Recorded data Start Marker
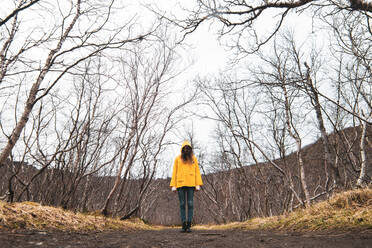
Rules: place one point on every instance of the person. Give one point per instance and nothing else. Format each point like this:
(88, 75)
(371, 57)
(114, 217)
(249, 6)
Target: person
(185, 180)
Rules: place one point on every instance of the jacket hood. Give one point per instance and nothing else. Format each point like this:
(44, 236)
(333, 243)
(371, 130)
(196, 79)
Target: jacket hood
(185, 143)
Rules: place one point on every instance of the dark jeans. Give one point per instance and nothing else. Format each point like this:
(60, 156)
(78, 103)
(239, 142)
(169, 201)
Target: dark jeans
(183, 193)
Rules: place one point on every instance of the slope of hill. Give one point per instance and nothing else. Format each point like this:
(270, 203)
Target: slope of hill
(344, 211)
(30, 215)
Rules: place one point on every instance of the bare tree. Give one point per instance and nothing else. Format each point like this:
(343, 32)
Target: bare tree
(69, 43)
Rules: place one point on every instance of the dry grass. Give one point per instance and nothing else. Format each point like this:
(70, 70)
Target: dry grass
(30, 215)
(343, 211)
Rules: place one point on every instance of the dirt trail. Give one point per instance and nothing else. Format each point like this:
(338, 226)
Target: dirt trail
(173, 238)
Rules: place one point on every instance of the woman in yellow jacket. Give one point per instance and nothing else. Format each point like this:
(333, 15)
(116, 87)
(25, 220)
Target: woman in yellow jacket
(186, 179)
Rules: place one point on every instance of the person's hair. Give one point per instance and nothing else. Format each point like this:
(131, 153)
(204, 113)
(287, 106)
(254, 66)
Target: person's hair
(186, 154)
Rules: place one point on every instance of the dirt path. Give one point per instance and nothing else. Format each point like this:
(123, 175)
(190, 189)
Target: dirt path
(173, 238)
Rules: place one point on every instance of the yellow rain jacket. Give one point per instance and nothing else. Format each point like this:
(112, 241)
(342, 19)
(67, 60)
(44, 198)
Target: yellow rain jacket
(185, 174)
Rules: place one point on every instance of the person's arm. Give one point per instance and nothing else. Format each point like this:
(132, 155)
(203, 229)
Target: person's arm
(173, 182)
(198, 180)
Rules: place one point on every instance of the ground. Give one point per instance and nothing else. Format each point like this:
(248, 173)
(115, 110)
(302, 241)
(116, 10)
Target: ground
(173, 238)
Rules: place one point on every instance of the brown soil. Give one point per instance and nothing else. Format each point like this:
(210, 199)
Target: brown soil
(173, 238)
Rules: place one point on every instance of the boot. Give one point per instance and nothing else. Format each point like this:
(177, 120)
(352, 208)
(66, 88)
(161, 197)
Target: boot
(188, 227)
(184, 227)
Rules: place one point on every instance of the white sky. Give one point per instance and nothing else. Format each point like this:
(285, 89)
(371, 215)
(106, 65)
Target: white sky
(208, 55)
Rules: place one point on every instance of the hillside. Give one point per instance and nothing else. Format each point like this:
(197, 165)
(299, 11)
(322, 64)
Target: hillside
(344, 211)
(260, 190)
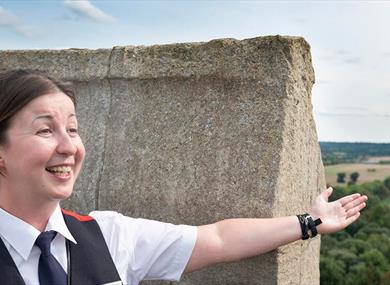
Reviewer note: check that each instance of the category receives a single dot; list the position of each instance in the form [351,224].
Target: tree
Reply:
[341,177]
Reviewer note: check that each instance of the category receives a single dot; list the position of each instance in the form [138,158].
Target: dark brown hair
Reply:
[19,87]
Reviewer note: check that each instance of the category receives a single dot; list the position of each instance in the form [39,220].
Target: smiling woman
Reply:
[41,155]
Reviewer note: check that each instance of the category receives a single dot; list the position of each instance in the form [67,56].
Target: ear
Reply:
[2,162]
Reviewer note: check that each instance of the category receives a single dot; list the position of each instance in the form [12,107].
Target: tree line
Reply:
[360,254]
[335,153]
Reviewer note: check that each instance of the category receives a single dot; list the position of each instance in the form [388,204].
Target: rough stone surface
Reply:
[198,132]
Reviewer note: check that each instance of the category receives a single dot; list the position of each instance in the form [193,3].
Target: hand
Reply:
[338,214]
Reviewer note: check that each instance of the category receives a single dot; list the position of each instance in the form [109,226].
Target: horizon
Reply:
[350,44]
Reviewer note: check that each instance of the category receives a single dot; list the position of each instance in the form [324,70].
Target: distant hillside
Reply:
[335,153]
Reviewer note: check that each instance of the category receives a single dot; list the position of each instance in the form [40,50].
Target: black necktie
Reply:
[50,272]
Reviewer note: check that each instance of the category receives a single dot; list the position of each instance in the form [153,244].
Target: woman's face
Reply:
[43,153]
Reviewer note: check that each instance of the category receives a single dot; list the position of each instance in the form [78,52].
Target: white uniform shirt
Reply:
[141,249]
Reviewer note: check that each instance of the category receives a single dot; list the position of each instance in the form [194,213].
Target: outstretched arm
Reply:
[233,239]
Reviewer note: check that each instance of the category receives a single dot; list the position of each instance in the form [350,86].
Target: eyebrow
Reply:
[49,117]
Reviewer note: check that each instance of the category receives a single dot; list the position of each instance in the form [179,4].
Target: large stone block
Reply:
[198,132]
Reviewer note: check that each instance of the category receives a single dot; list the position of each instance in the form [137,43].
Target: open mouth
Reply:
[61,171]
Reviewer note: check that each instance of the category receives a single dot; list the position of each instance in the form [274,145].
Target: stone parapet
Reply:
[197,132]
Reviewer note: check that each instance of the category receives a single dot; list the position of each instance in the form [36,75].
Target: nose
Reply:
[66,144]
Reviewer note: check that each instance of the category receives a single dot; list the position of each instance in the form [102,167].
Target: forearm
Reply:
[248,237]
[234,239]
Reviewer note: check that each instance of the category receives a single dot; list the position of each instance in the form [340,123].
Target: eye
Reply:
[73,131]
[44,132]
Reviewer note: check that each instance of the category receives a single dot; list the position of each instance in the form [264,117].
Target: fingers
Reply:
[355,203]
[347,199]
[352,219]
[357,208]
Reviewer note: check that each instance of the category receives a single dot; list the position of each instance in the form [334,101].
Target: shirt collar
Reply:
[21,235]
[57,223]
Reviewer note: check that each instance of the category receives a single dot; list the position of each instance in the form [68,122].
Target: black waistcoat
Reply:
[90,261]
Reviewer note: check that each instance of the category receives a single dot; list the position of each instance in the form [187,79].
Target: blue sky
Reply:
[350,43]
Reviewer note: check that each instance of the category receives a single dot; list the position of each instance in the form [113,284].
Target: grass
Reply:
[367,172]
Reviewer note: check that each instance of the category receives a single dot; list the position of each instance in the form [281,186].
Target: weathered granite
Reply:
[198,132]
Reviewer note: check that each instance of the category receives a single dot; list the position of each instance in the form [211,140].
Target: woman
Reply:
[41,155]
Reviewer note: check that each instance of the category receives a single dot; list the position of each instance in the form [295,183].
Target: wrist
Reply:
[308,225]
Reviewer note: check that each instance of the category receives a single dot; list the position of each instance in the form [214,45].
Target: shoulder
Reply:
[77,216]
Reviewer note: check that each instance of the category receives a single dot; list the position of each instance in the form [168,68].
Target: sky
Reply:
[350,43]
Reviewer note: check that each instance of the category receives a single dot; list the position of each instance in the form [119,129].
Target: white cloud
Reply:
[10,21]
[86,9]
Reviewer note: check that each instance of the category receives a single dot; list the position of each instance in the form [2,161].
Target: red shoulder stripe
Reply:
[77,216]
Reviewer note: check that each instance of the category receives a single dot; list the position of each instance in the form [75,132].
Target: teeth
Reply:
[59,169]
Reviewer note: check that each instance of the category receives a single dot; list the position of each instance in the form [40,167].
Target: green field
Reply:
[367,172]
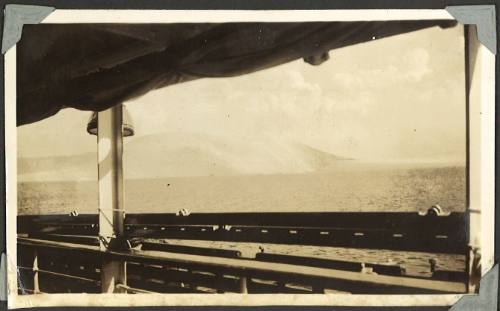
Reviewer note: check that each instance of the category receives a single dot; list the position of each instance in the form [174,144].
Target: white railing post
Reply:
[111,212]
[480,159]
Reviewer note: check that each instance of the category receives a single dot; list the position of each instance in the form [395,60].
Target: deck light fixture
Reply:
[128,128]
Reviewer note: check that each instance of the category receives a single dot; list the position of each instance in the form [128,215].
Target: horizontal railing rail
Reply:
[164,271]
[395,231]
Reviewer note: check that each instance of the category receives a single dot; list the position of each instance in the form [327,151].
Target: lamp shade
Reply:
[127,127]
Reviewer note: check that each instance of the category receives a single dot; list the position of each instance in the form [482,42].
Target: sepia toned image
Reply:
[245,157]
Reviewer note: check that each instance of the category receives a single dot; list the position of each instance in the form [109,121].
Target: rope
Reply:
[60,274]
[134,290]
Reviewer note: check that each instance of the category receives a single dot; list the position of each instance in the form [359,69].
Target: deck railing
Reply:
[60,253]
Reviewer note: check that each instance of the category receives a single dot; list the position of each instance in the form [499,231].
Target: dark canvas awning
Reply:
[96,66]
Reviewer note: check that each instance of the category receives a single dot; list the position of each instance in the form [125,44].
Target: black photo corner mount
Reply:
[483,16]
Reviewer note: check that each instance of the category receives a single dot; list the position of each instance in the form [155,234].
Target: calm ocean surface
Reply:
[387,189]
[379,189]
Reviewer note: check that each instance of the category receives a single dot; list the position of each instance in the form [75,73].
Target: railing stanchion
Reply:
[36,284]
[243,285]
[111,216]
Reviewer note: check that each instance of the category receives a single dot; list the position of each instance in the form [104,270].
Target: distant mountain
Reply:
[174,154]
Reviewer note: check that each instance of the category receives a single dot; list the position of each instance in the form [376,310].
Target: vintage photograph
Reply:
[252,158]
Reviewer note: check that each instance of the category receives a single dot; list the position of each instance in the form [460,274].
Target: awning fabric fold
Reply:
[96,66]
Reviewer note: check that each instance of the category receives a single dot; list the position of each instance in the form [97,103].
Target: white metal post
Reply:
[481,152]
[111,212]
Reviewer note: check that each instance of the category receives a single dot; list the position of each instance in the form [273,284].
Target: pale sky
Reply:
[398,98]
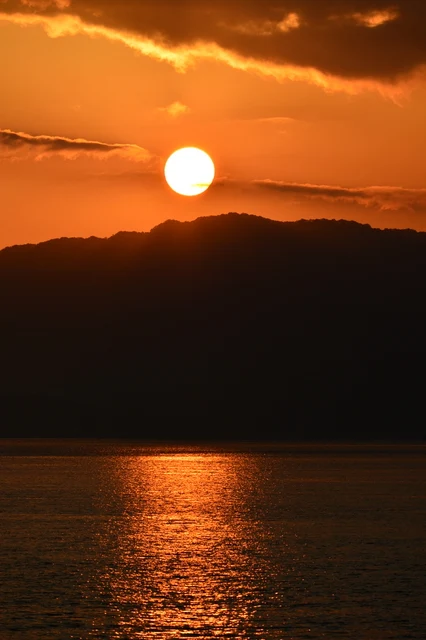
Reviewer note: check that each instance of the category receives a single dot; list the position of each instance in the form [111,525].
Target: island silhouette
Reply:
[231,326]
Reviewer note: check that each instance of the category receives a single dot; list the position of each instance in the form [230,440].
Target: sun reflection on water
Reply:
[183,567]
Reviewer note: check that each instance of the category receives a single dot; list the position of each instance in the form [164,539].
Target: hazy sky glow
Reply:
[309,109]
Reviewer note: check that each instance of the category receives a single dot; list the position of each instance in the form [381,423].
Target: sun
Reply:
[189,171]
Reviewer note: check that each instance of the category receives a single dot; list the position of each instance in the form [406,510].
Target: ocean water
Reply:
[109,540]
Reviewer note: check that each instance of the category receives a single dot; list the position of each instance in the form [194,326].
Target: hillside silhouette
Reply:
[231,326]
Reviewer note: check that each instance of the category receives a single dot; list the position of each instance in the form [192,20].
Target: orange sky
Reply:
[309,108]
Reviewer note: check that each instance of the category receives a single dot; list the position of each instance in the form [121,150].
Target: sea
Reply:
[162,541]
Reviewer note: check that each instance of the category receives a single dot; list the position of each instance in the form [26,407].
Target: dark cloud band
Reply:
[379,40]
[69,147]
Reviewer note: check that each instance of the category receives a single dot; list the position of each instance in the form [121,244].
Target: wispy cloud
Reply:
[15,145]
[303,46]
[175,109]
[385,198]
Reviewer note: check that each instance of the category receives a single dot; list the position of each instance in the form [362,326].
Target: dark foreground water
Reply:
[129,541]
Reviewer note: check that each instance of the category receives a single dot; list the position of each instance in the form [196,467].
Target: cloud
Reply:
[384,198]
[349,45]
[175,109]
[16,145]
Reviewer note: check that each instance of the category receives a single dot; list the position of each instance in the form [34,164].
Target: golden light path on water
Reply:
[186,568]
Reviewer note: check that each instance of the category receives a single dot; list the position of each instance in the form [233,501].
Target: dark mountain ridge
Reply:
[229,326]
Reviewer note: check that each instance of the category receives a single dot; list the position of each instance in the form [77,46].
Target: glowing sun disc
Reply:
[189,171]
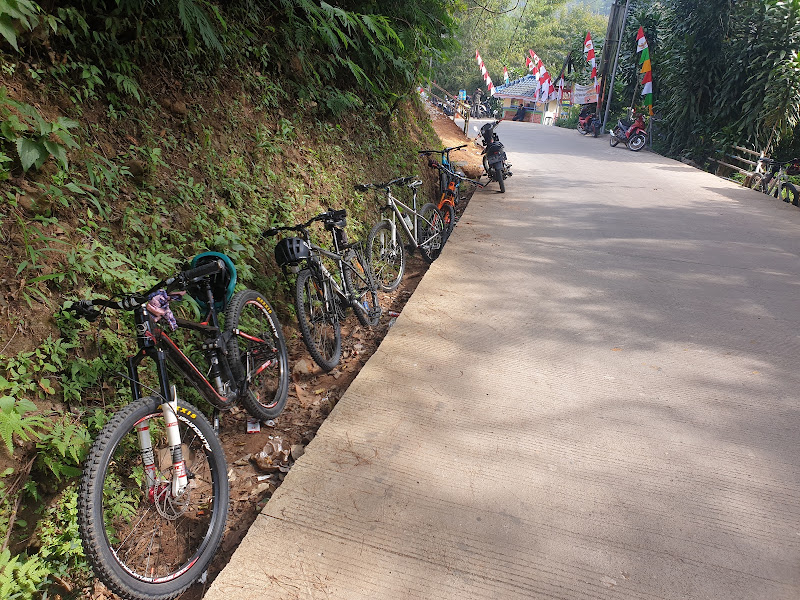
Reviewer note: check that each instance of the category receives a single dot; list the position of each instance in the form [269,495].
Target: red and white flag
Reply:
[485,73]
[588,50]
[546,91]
Recorded data End Marker
» **Directions for this task**
In the material above, locate the line containing "the form [406,510]." and the line containing "the form [192,20].". Transcribe exactly those two lines and every line between them, and nothing more.

» **Reply to the exercise**
Reviewer note: check that each instance of the category receives a single dot; list the position of each instance in the form [406,510].
Target: ocean water
Reply:
[109,540]
Reviewer note: check that each instance of the category receives a single dot; list the position of each instance in the form [194,326].
Target: hillside silhouette
Reply:
[231,326]
Reviewer note: check that each instance of the category receives a single dot; list the position of each instance in the form [192,20].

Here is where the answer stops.